- Title card
- Genre: Drama Family
- Written by: Maya Angelou
- Directed by: John Berry
- Starring: Diahann Carroll Irene Cara Rosalind Cash Dick Anthony Williams Paul Winfield
- Theme music composer: Alex North
- Country of origin: United States
- Original language: English

Production
- Executive producer: Irv Wilson
- Producers: Maya Angelou John Berry
- Cinematography: Gayne Rescher
- Editor: Art Seid
- Running time: 98 minutes
- Production company: 20th Century Fox Television
- Budget: US $50,000

Original release
- Network: NBC
- Release: June 7, 1982

= Sister, Sister (1982 film) =

1982 American drama television movie by Maya Angelou

Sister, Sister is a 1982 American drama television movie written by Maya Angelou and starring Diahann Carroll, Rosalind Cash, and Irene Cara. The film tells the story of three sisters who come together to decide the fate of their family home after the death of their revered father. Originally filmed in February 1979, the film was shelved for three years before debuting on June 7, 1982, on NBC.

==Plot==
The story starts out in a small North Carolina town with Carolyne Lovejoy (Carroll), a schoolteacher, singing in the choir at her church. It is later revealed that she is having an intense affair with the church's married pastor, Rev. Henderson (Dick Anthony Williams), who is also the state's senator-elect. Carolyne later comes home from church to find her younger, 20-year-old sister Sissy (Cara), who Carolyne raised after their parents died, with her boyfriend Tommy, much to Carolyne's disapproval. Sissy wants to become a professional ice skater, but Carolyne wants Sissy to be a schoolteacher like her.

SHORT PROBLEM 1
In one to three sentences, explain why the three sisters come together, according to the article on Sister, Sister.
SHORT PROBLEM 2
List every performer named in the "Starring" line of the Sister, Sister article.
SHORT PROBLEM 3
Pick up the plot summary of Sister, Sister right after its last sentence and continue it.
The entries that follow have no connection to the article about the film Sister, Sister.

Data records
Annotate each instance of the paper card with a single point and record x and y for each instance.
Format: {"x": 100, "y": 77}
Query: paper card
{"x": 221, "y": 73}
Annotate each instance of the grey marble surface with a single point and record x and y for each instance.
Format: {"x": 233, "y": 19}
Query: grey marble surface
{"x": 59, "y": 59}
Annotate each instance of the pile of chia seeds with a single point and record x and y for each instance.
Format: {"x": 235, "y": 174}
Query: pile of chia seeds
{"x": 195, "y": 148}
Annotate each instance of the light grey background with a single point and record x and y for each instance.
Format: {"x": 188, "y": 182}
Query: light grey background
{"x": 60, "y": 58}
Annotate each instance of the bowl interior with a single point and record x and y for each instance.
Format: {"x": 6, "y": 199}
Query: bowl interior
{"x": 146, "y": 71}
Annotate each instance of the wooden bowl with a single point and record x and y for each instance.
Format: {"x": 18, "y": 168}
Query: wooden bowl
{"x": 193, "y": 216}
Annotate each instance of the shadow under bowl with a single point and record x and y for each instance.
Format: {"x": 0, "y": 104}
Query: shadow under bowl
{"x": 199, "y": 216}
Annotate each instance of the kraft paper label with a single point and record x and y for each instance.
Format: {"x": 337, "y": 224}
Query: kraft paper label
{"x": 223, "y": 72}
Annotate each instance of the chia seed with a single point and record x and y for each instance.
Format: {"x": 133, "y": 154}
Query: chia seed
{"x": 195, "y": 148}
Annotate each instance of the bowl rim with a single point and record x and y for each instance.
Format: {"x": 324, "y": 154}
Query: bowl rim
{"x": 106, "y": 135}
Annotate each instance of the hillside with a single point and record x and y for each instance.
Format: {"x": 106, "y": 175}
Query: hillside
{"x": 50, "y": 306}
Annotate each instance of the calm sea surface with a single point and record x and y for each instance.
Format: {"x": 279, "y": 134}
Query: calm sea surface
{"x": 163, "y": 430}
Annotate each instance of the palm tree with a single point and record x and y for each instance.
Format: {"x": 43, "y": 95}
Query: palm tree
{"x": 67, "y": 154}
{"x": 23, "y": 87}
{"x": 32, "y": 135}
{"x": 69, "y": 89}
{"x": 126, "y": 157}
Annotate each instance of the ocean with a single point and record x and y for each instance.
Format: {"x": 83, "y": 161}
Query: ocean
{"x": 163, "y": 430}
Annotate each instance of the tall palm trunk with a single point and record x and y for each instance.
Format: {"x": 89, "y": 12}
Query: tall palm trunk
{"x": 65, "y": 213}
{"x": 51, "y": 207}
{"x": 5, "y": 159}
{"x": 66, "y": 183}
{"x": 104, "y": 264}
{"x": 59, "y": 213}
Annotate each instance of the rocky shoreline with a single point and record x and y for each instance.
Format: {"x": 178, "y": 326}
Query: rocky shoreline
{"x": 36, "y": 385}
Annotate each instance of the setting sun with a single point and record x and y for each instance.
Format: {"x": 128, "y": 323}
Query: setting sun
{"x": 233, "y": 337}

TASK OUTPUT 1
The three sisters come together to decide the fate of their family home. They do this after the death of their revered father.

TASK OUTPUT 2
- Diahann Carroll
- Irene Cara
- Rosalind Cash
- Dick Anthony Williams
- Paul Winfield

TASK OUTPUT 3
Their battle continues throughout the movie. Later, their estranged sister Frieda (Cash), who has been living in inner-city Detroit for the last 13 years, shows up with her 12-year-old son Danny (Kristoff St. John). They decide to stay for a while because Danny has had some trouble with the law in Detroit and Frieda wants to give him a fresh start in a new environment. While the Lovejoy sisters try to co-exist in their family house (which their late father left to all three of them), their lives turn upside down. Frieda suggests selling the house since Sissy will be out on her own soon and Carolyne doesn't need all the extra space by herself.

Frieda emerges as the troubled black sheep of the family, while Carolyne is knocked off her martyr pedestal when Frieda seduces the reverend. Sissy learns that their father never wanted another daughter, but had hoped she would be the son that eluded him (their mother tried to abort her). After Frieda and Carolyne get into a vicious catfight, Frieda and Sissy both decide to leave. The movie ends with Sissy leaving for New York and Frieda deciding to stay in North Carolina and work things out with Carolyne.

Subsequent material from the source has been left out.